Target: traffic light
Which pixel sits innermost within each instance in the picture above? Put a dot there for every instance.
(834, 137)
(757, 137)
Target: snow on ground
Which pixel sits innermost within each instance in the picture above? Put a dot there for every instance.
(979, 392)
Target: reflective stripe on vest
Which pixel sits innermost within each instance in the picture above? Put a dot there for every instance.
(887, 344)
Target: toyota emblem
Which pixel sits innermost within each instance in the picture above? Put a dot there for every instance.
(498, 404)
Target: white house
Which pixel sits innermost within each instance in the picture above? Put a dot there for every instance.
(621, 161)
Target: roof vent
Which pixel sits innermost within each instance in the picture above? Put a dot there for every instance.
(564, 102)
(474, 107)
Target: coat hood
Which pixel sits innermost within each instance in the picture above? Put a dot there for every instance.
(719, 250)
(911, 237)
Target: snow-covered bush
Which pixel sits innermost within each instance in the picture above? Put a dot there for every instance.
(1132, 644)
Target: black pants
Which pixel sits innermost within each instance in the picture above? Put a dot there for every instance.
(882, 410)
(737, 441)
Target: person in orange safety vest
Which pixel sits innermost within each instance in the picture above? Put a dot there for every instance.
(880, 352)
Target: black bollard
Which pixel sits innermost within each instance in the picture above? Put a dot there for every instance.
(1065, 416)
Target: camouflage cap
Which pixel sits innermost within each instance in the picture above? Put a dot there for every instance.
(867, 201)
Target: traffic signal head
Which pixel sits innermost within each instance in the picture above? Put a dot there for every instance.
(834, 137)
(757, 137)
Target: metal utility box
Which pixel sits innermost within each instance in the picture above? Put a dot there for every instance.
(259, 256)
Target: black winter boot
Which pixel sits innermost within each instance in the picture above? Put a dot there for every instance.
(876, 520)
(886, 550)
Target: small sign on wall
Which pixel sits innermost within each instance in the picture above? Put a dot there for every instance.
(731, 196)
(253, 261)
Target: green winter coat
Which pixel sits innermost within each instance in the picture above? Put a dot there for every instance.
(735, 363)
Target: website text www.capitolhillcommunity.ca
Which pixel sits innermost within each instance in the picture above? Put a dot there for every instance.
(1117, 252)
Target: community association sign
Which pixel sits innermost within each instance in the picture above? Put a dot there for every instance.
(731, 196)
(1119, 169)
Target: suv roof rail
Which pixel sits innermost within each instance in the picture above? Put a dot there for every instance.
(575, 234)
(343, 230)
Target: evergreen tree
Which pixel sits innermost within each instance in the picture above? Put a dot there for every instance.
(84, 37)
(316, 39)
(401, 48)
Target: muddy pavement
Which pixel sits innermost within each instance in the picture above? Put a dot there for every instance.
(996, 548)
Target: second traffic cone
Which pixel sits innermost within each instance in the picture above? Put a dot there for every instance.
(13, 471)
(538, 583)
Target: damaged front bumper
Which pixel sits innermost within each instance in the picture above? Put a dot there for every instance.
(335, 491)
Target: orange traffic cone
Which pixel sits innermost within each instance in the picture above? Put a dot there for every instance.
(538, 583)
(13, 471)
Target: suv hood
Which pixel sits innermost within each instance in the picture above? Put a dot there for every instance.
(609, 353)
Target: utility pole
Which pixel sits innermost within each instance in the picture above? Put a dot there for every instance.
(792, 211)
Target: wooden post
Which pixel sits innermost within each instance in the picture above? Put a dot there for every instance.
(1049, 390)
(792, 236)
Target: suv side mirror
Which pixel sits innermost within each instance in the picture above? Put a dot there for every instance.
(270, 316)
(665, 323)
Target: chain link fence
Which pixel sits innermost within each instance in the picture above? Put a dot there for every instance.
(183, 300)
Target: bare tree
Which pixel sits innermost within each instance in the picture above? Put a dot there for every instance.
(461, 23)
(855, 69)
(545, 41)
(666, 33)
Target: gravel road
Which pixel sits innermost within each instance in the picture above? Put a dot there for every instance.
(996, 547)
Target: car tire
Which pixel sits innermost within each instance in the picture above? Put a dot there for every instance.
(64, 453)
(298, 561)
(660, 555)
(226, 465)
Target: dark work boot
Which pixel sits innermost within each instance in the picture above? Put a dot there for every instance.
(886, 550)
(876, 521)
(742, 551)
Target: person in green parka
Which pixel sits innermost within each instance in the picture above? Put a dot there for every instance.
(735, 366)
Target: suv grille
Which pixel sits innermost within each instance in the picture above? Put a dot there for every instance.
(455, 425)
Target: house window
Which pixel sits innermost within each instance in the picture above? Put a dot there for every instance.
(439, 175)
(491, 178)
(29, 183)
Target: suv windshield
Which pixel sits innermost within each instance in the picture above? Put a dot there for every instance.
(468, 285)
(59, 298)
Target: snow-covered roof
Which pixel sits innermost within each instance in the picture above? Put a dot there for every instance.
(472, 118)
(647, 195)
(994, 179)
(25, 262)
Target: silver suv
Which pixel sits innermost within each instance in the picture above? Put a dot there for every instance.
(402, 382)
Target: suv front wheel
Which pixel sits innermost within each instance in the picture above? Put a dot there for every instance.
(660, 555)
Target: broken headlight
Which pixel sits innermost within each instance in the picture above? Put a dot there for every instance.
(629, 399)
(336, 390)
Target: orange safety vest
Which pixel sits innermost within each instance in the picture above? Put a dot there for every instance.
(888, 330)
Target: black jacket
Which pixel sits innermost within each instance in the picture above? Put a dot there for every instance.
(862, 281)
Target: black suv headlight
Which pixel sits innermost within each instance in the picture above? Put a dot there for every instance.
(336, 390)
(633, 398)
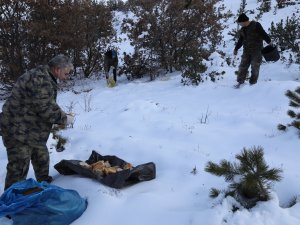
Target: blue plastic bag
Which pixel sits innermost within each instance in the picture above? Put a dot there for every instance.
(32, 203)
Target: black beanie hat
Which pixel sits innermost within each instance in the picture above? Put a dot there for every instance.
(242, 18)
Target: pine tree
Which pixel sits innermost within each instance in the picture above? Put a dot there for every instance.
(250, 179)
(294, 97)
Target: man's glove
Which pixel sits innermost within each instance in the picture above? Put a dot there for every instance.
(70, 119)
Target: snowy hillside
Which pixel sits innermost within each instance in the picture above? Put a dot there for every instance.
(181, 128)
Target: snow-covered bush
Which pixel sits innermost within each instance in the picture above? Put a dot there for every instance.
(294, 97)
(174, 34)
(250, 179)
(287, 35)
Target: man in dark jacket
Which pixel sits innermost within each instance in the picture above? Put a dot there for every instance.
(27, 117)
(110, 60)
(251, 37)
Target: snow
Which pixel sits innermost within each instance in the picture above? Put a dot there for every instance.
(180, 128)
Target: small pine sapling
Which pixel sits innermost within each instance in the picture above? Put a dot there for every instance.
(250, 179)
(294, 97)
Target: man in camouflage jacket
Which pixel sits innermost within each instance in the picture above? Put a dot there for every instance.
(110, 60)
(27, 119)
(252, 36)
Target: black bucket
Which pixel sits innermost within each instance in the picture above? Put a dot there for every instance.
(270, 53)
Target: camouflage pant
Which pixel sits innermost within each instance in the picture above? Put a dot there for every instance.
(19, 160)
(249, 58)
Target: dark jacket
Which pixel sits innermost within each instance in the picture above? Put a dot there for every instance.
(110, 59)
(252, 36)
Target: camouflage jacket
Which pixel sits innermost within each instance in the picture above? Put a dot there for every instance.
(31, 110)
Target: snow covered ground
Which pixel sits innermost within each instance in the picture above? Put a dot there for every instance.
(164, 122)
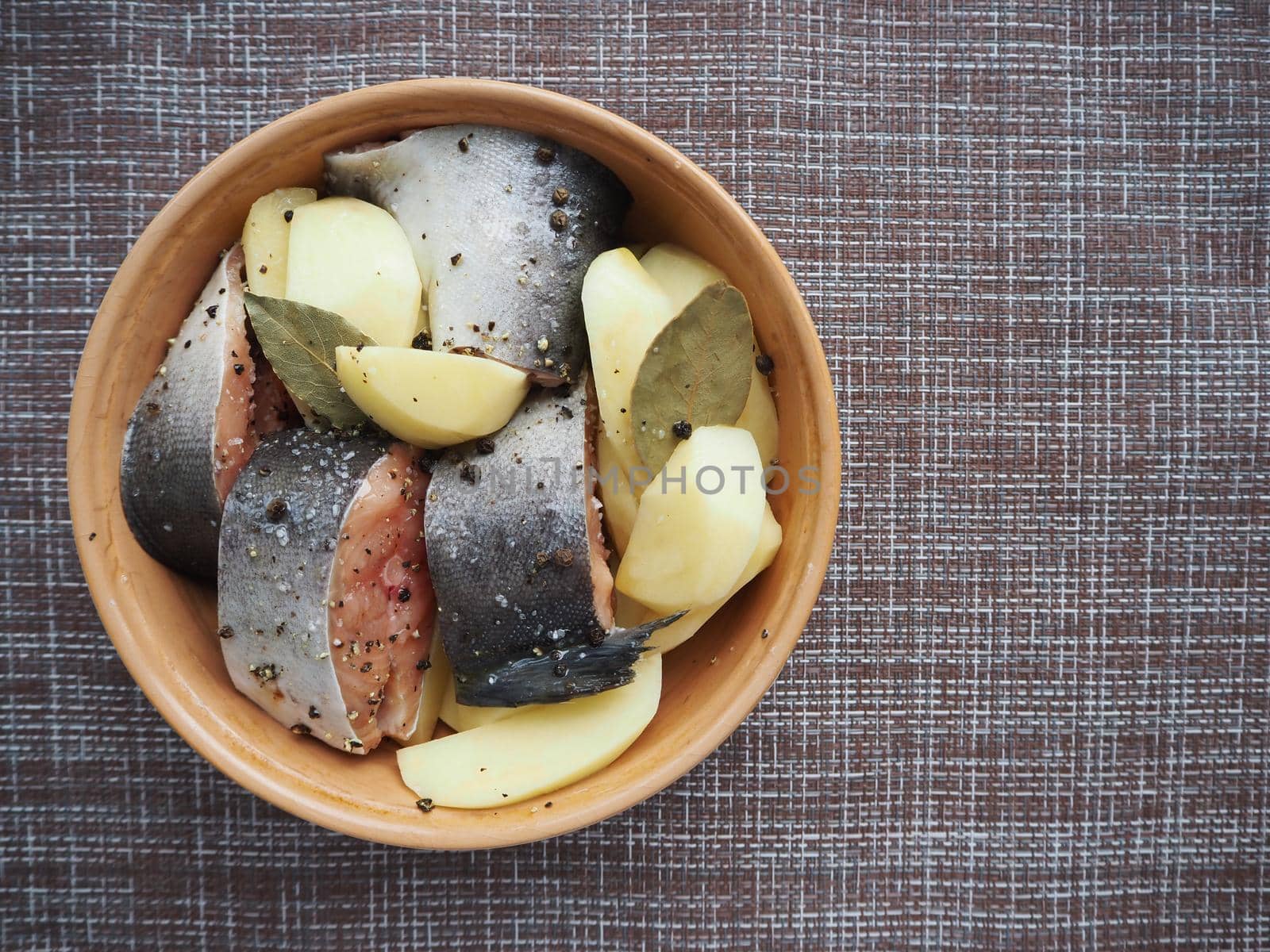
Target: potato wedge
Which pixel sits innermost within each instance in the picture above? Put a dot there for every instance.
(537, 750)
(432, 692)
(615, 493)
(692, 539)
(679, 273)
(677, 632)
(427, 397)
(463, 717)
(624, 309)
(352, 258)
(266, 236)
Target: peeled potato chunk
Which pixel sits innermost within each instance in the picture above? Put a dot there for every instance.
(432, 692)
(624, 309)
(679, 631)
(679, 273)
(615, 493)
(352, 258)
(692, 539)
(427, 397)
(535, 750)
(463, 717)
(266, 236)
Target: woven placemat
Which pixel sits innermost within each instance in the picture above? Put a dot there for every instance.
(1033, 706)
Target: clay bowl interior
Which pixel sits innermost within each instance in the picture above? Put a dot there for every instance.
(164, 625)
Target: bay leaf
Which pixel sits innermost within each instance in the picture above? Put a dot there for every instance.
(300, 342)
(696, 371)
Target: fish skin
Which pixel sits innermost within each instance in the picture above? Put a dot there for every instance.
(168, 467)
(497, 524)
(460, 201)
(251, 600)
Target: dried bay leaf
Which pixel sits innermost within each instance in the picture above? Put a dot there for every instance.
(300, 342)
(696, 371)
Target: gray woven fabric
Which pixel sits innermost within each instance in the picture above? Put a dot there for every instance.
(1033, 706)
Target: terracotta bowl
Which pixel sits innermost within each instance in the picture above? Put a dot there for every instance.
(164, 625)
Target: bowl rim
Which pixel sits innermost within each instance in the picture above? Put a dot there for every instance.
(217, 747)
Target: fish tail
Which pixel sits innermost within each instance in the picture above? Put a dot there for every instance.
(563, 674)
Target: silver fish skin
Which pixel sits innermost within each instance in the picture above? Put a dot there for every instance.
(510, 552)
(168, 469)
(275, 578)
(501, 251)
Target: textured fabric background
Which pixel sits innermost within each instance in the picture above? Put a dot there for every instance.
(1033, 708)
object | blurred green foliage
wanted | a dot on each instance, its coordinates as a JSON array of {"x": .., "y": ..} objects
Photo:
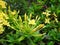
[{"x": 34, "y": 7}]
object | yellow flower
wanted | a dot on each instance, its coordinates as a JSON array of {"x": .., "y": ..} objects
[
  {"x": 32, "y": 22},
  {"x": 47, "y": 20},
  {"x": 47, "y": 13},
  {"x": 2, "y": 3},
  {"x": 1, "y": 29}
]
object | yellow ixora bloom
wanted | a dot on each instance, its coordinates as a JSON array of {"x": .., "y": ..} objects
[
  {"x": 47, "y": 20},
  {"x": 32, "y": 22},
  {"x": 47, "y": 13},
  {"x": 2, "y": 3}
]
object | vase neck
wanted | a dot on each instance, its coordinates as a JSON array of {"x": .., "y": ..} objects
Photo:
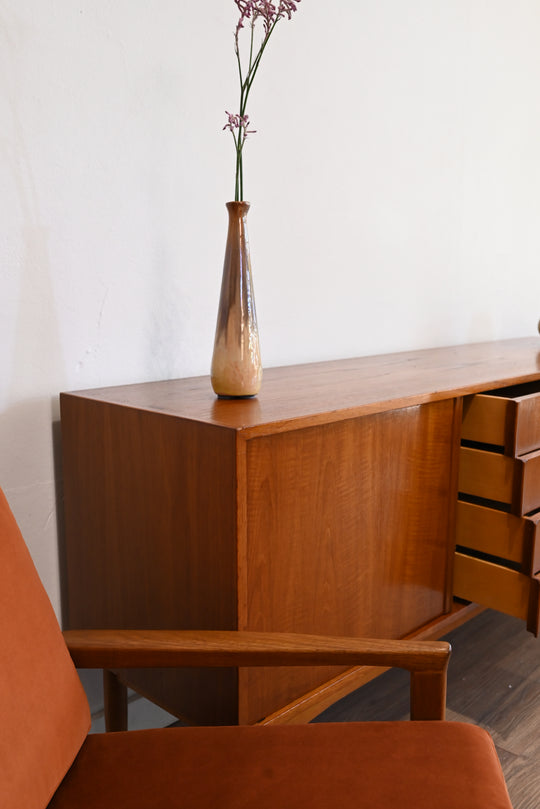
[{"x": 238, "y": 208}]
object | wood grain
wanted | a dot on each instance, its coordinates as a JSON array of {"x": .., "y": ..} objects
[
  {"x": 324, "y": 505},
  {"x": 317, "y": 393},
  {"x": 493, "y": 681},
  {"x": 344, "y": 540}
]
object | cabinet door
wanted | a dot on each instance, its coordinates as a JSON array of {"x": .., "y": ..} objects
[{"x": 349, "y": 532}]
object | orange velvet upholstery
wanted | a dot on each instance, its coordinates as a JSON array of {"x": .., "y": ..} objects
[
  {"x": 47, "y": 759},
  {"x": 421, "y": 765},
  {"x": 44, "y": 714}
]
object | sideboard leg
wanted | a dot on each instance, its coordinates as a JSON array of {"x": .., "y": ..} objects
[{"x": 115, "y": 700}]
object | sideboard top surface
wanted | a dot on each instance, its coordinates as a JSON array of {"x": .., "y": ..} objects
[{"x": 315, "y": 393}]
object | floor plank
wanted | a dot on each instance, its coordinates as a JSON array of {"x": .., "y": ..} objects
[{"x": 493, "y": 681}]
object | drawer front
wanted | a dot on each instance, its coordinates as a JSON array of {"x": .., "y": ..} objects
[
  {"x": 509, "y": 418},
  {"x": 499, "y": 534},
  {"x": 514, "y": 482},
  {"x": 499, "y": 588}
]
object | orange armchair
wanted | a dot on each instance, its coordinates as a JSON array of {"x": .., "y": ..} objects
[{"x": 47, "y": 758}]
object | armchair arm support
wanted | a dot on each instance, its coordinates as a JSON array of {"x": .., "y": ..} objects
[
  {"x": 119, "y": 649},
  {"x": 128, "y": 648}
]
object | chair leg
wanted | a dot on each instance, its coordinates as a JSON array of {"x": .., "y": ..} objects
[{"x": 115, "y": 701}]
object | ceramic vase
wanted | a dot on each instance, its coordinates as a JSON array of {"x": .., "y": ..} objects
[{"x": 236, "y": 362}]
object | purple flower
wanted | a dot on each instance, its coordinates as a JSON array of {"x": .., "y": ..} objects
[{"x": 270, "y": 13}]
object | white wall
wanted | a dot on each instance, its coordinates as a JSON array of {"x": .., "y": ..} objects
[{"x": 394, "y": 181}]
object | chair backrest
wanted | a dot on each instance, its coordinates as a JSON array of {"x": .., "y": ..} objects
[{"x": 44, "y": 713}]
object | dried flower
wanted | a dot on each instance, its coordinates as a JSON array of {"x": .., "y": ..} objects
[{"x": 270, "y": 13}]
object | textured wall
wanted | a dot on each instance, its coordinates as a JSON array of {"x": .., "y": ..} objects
[{"x": 394, "y": 182}]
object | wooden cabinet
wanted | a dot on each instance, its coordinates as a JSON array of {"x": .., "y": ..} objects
[
  {"x": 497, "y": 536},
  {"x": 327, "y": 505}
]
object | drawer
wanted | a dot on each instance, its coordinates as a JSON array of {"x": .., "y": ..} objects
[
  {"x": 513, "y": 482},
  {"x": 499, "y": 588},
  {"x": 499, "y": 534},
  {"x": 508, "y": 418}
]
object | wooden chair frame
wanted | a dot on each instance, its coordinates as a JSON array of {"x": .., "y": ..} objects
[{"x": 112, "y": 650}]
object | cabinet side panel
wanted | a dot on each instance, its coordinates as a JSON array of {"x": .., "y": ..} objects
[
  {"x": 150, "y": 536},
  {"x": 348, "y": 534}
]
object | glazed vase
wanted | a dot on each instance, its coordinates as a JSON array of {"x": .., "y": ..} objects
[{"x": 236, "y": 370}]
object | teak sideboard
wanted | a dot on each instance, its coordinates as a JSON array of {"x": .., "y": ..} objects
[{"x": 328, "y": 504}]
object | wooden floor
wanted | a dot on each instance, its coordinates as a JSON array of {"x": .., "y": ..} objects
[{"x": 493, "y": 681}]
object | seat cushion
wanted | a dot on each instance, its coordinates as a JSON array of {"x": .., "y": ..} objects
[
  {"x": 445, "y": 765},
  {"x": 44, "y": 714}
]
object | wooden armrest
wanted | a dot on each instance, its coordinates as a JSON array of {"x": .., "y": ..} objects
[{"x": 117, "y": 649}]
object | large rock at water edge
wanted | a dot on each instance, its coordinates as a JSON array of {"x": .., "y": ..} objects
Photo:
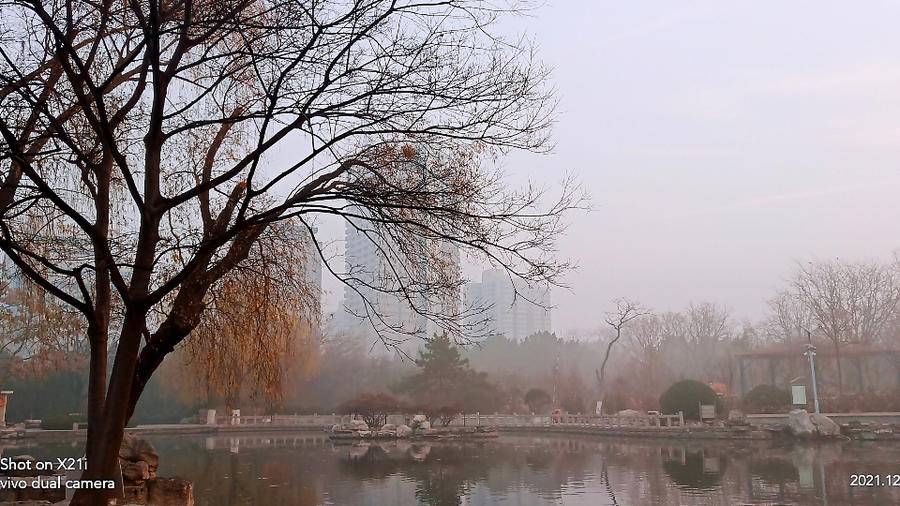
[
  {"x": 135, "y": 471},
  {"x": 825, "y": 426},
  {"x": 803, "y": 424},
  {"x": 170, "y": 492},
  {"x": 135, "y": 449},
  {"x": 799, "y": 423},
  {"x": 404, "y": 431},
  {"x": 737, "y": 417}
]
● ● ● ●
Could you repeat the data above from the line containing "object | wooden floor" through the end, swapping "wooden" for "timber" and keeping everything else the same, but without the pictures?

object | timber floor
wanted | a dot on each instance, its coordinates as a JSON array of {"x": .., "y": ..} objects
[{"x": 493, "y": 681}]
object | seat cushion
wanted | a dot on each instance, its coordinates as a JSON array of {"x": .., "y": ..} objects
[
  {"x": 445, "y": 765},
  {"x": 44, "y": 714}
]
object | timber armrest
wanted | a dot on each instance, its coordinates as a JSON array of {"x": .., "y": ..} objects
[{"x": 117, "y": 649}]
object | large rock at water edge
wanted | a dot on each instance, its coordinates as a JSON array of {"x": .., "y": ..} objects
Photo:
[
  {"x": 135, "y": 471},
  {"x": 825, "y": 426},
  {"x": 803, "y": 424},
  {"x": 170, "y": 492},
  {"x": 135, "y": 449},
  {"x": 799, "y": 423},
  {"x": 404, "y": 431},
  {"x": 737, "y": 417}
]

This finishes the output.